WORK TASK 1: Reproduce the passage on prostate cancer treatment and mental well-being, starting with "There are known" and going on through "of anxiety [14].".
WORK TASK 2: In the passage on prostate cancer treatment and mental well-being, by what percentage did the meta-analysis of 18 studies find the risk of depression increased in men on ADT?

PASSAGE:
┄┄┄┄┄┄
There are known associations between ADT and depression, memory difficulties, and fatigue among prostate cancer patients [8,9,10,11]. A recent meta-analysis of 18 studies found that risk of depression increased by 41% in men on ADT [12]. The largest study to date of 100,000 men with and without PCa [6] also supported this association; however, when controlling for age, comorbidity, and tumour characteristics, this relationship was no longer significant. Further studies have shown that 19.6% of men on ADT report clinically significant anxiety and that increasing ADT length is associated with poorer quality of life [13], and increased risk of anxiety [14].

Mental well-being is a broad concept, which has been described as the positive aspects of mental health [15]. Non-specific psychological distress occurs in a range of mental health disorders, but is not specific to any one disorder [16]. It therefore provides an indicator of potential mental health problems. Previous studies of PCa have indicated the relationship between the severity of cancer-related symptoms experienced and poorer mental well-being and/or severe psychological distress [17, 18]. However, little work has been done regarding the associations with cancer-related symptoms in patients receiving ADT despite its links to physical (vitality, energy, and fatigue) and sexual dysfunction. There is some suggestion that ADT may indirectly affect risk of psychological distress through an overall reduction in quality of life [19]. The use of Patient-Reported Outcome Measures (PROMs) in large surveys allows clinicians to generate more confident estimates of this kind and therefore allow the planning of appropriate clinical responses.

The Life After Prostate Cancer Diagnosis (LAPCD) study is a UK-wide, population-based, cross-sectional study investigating a range of quality of life (QoL) outcomes in men 18–42 months post diagnosis of PCa. As part of the LAPCD study, Downing et al. [20] recently reported that later-stage PCa was associated with fatigue and sexual dysfunction and this was suggested to be due to receiving ADT. While previous studies have investigated cancer-related symptoms and psychological outcomes in PCa [17], no large-scale study has focused its attention on treatments involving ADT. Qualitative interviews conducted alongside the quantitative LAPCD survey have also supported ADT treatment as being related to changes in mood along with bodily changes, such as mood swings and loss of muscle mass, which were related to distress (Matheson et al. submitted).

Aim: As part of the LAPCD study, we aim to investigate which cancer-related symptoms and health-related quality of life (HRQL) variables are associated with mental well-being and psychological distress in men 18-42 months post diagnosis of PCa who reported receiving ADT.
┄┄┄┄┄┄
INFORMATION SUPPLIED:

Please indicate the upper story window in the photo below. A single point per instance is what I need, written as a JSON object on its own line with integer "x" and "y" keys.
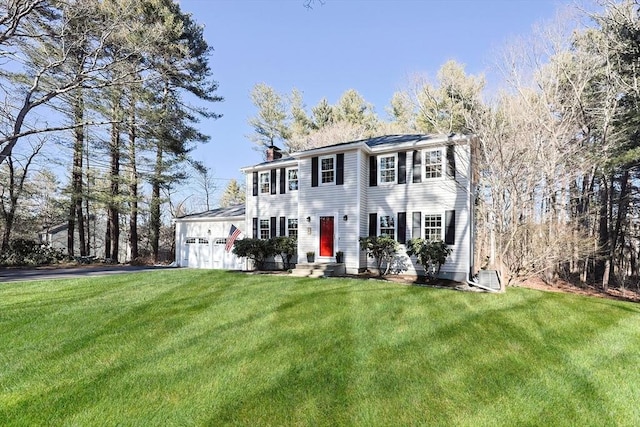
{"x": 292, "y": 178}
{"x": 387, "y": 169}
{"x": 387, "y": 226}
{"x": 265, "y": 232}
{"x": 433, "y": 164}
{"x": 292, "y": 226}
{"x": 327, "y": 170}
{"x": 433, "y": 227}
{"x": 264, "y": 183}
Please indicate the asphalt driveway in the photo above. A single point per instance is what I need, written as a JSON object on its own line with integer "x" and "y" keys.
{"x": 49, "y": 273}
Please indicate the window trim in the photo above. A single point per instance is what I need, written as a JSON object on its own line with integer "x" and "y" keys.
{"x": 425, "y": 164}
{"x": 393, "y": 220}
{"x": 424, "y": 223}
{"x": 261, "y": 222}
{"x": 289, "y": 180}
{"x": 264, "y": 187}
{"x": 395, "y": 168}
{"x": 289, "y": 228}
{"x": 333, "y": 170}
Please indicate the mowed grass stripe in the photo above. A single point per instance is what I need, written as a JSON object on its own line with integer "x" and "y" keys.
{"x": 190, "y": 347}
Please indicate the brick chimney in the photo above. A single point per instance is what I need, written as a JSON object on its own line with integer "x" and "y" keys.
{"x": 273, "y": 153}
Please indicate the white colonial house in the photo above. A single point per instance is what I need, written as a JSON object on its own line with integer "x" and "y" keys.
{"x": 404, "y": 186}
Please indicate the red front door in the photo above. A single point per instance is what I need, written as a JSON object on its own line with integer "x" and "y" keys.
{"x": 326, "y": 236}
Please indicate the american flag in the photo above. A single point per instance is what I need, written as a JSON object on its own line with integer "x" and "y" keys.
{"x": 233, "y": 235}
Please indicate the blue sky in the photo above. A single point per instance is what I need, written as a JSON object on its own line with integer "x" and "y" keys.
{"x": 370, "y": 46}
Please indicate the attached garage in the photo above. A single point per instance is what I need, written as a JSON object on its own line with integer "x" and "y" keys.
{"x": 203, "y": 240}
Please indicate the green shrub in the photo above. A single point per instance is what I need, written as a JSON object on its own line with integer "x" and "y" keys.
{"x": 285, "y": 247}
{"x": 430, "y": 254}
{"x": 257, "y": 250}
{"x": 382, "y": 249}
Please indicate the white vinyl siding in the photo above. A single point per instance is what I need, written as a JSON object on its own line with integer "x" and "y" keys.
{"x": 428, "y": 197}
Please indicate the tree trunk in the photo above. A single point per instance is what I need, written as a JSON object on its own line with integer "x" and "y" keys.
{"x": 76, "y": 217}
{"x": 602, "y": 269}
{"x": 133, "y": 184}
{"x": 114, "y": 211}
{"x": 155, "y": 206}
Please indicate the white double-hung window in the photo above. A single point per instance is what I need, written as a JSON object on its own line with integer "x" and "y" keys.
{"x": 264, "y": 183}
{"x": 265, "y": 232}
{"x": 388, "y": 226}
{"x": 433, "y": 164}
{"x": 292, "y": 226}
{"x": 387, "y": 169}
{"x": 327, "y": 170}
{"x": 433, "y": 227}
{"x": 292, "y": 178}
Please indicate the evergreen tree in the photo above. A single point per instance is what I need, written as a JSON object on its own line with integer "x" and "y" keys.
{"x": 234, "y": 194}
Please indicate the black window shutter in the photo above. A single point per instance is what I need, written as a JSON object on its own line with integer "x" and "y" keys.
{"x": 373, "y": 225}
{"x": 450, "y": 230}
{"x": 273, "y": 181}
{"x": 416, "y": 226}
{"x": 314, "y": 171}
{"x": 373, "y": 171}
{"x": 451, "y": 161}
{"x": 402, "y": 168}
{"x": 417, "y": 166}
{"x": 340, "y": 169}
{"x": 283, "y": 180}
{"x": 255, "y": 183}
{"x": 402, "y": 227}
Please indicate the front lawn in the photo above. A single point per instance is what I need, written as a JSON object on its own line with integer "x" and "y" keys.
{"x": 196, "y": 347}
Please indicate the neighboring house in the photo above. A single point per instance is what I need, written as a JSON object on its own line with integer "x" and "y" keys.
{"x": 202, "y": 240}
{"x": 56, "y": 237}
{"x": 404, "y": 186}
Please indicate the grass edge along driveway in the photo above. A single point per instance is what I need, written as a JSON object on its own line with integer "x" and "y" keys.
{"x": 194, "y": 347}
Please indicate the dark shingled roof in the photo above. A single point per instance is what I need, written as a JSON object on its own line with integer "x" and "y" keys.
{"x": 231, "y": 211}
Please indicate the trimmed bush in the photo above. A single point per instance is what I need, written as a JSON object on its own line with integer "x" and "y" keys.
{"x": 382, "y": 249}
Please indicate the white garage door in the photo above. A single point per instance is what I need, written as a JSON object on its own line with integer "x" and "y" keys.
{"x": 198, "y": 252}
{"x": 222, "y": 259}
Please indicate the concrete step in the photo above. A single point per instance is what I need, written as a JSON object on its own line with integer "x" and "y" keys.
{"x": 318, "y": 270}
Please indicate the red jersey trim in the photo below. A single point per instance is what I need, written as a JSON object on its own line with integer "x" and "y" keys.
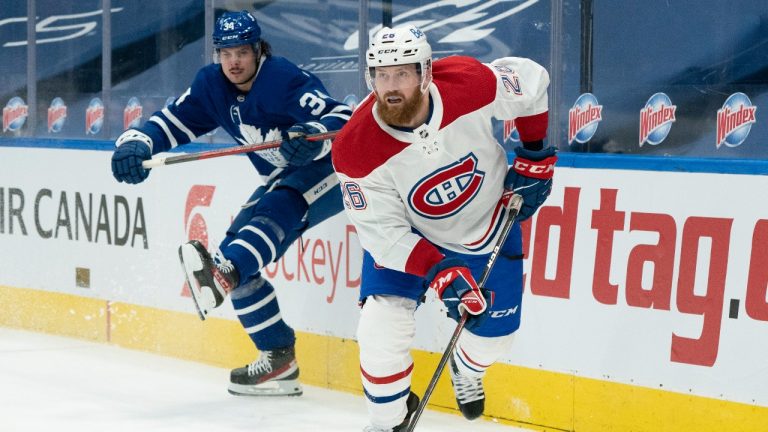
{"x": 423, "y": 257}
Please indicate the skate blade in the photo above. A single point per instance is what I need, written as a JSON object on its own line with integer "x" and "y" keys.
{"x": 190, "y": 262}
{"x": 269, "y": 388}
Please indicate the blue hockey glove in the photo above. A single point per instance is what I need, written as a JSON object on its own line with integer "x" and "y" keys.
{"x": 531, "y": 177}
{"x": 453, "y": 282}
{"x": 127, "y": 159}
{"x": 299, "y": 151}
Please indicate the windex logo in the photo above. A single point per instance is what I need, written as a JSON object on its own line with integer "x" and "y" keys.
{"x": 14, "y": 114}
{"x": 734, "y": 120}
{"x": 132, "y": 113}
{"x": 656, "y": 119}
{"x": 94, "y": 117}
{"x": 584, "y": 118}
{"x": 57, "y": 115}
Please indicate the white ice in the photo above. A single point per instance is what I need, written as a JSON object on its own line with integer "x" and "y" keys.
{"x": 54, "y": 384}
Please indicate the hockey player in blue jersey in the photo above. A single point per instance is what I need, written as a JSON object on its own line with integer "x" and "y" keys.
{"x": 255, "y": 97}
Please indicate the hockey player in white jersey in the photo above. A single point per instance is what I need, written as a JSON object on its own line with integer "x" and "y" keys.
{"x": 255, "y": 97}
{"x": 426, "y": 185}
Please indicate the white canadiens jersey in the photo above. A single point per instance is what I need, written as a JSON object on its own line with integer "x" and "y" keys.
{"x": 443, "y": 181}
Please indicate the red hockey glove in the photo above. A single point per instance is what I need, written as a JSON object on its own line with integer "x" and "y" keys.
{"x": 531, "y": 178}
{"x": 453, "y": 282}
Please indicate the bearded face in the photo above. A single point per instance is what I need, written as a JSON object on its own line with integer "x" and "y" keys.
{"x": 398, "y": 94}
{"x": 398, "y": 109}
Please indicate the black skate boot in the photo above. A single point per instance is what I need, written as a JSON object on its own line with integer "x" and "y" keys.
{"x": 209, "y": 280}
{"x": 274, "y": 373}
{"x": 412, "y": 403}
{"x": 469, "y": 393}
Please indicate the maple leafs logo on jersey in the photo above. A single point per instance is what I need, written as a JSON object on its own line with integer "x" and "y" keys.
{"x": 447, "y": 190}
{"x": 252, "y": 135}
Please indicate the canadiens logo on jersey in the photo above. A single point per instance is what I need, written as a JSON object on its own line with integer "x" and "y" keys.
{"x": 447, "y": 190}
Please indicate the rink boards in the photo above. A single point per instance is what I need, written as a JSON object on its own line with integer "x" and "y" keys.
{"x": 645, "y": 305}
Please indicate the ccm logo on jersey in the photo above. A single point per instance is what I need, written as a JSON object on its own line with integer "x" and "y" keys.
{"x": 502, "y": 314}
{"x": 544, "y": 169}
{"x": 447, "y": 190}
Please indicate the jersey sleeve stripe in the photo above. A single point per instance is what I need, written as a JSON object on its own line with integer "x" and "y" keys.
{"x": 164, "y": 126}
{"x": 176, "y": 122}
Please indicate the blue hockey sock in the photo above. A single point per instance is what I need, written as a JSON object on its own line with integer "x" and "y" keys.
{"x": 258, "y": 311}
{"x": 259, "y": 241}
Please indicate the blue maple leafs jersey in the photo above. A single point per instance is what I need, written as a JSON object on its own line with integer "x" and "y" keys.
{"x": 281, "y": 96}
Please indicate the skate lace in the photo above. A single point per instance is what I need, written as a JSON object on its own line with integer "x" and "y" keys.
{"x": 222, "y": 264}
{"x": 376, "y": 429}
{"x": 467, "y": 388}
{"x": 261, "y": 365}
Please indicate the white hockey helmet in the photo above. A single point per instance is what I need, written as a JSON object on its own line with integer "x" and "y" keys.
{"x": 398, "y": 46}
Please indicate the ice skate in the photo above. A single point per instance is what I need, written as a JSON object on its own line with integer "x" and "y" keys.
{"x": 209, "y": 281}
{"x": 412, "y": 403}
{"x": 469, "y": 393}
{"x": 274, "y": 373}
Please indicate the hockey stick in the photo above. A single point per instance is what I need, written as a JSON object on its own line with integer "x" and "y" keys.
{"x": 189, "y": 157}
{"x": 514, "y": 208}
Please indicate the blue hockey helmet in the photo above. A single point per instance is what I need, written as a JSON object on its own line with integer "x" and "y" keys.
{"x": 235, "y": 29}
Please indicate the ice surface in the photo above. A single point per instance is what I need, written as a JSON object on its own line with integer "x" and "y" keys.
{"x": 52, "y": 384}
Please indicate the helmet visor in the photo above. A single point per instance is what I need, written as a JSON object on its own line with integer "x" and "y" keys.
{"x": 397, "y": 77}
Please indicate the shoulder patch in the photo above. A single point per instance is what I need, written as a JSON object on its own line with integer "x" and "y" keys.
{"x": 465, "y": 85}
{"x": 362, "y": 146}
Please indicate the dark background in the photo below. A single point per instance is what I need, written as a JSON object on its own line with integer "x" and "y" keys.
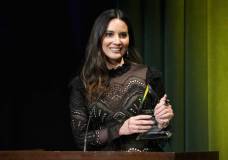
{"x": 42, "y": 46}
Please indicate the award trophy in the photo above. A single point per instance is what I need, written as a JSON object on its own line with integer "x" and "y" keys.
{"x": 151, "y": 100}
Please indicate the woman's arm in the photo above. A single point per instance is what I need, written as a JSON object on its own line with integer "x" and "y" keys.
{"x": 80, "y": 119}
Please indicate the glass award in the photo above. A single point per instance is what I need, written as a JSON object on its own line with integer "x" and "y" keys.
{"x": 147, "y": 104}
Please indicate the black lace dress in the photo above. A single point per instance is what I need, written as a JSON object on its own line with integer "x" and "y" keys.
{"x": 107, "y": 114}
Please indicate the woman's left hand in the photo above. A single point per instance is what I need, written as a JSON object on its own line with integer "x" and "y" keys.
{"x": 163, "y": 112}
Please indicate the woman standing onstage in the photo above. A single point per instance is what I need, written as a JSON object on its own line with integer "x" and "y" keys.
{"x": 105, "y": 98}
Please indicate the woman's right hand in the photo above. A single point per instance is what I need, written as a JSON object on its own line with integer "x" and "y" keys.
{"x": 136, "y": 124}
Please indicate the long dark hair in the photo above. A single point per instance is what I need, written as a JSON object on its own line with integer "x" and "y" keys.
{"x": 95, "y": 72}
┄┄┄┄┄┄
TASK SOLUTION 1:
There are known associations between ADT and depression, memory difficulties, and fatigue among prostate cancer patients [8,9,10,11]. A recent meta-analysis of 18 studies found that risk of depression increased by 41% in men on ADT [12]. The largest study to date of 100,000 men with and without PCa [6] also supported this association; however, when controlling for age, comorbidity, and tumour characteristics, this relationship was no longer significant. Further studies have shown that 19.6% of men on ADT report clinically significant anxiety and that increasing ADT length is associated with poorer quality of life [13], and increased risk of anxiety [14].

TASK SOLUTION 2: 41%